[Records from a data collection]
· · · · · · ·

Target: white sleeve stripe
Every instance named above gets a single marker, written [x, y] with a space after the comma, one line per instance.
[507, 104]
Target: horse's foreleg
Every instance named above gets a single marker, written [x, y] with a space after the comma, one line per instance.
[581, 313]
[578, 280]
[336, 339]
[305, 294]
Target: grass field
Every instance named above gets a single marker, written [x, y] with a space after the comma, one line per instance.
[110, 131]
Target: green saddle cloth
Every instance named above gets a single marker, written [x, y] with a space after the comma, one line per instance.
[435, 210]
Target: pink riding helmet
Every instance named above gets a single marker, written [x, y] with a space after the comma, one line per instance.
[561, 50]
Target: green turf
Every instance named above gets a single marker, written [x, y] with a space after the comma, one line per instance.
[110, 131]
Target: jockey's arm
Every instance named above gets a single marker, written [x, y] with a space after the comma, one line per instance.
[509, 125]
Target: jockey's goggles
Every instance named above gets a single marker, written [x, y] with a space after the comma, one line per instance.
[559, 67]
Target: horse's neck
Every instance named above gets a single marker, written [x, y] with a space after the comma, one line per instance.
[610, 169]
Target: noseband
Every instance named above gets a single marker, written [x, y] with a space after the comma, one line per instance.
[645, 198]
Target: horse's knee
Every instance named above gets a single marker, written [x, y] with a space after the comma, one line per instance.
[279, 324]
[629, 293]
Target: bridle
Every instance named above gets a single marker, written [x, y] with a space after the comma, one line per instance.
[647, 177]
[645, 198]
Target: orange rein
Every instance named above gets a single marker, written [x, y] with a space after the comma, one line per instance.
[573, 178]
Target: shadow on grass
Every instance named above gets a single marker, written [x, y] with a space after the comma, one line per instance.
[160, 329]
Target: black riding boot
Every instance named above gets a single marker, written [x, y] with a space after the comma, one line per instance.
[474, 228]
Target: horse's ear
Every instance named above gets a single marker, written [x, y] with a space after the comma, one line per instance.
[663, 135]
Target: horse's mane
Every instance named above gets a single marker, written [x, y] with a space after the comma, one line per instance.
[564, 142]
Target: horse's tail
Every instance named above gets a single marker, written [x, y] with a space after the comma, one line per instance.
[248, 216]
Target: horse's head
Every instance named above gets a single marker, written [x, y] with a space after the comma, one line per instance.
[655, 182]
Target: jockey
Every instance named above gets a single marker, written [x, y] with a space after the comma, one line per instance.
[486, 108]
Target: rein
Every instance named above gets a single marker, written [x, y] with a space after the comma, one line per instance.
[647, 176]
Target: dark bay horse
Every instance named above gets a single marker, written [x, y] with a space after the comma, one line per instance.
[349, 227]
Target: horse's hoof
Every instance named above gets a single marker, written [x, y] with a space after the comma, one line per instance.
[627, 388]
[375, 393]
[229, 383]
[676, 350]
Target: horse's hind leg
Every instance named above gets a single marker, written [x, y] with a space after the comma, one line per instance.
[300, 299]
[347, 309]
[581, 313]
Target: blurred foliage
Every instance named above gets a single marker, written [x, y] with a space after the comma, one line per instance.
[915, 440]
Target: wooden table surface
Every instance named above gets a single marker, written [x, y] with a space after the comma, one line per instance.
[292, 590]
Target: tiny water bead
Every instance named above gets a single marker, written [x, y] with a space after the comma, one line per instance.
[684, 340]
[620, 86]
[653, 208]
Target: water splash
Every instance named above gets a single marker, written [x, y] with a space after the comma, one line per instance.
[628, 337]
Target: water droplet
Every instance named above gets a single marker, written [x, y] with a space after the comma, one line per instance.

· · · · · · ·

TASK REQUIREMENTS. The line containing "Target: horse's head" marks the start; retype it and each line after it through the end of the records above, exactly.

RESULT OF THIS TASK.
Target: horse's head
Every instance named above gets a single marker, written [x, y] with a space after the comma, one line per instance.
[655, 182]
Target: jockey
Every instance named above gets a single marker, written [x, y] with a space after the comma, one line per instance.
[486, 108]
Target: rein
Every instance named above gets a single marker, written [x, y] with a space after the comma, one line per instance.
[647, 176]
Target: dark bay horse
Every instance named above gets a single marker, written [x, y] with a space after the comma, one line per instance.
[349, 227]
Target: horse's hoof
Every instance named above gets a single marker, written [x, y] with a space after the comma, one line per instance.
[627, 388]
[375, 393]
[229, 383]
[676, 350]
Target: horse's hind leg
Every instance named above gets a single marker, written [x, y] with a space after the comma, one line per instance.
[300, 299]
[347, 309]
[581, 313]
Target: blurred foliage
Every instance named above gets a single marker, written [x, y] with a space after the comma, one line per instance.
[915, 440]
Target: wooden table surface
Every instance named above gets a single marker, written [x, y] with a space after the comma, one line per instance.
[292, 590]
Target: tiny water bead
Every instance named above gets a single marker, written [x, y] with a space after the comma, one line per instance.
[684, 340]
[620, 86]
[653, 208]
Target: water splash
Every instance named above gets a single marker, written [x, y] with a space after the comma, one line per instance.
[628, 337]
Target: water droplet
Every instance named above gets a single marker, written [x, y] with a space after the comma, one line per instance.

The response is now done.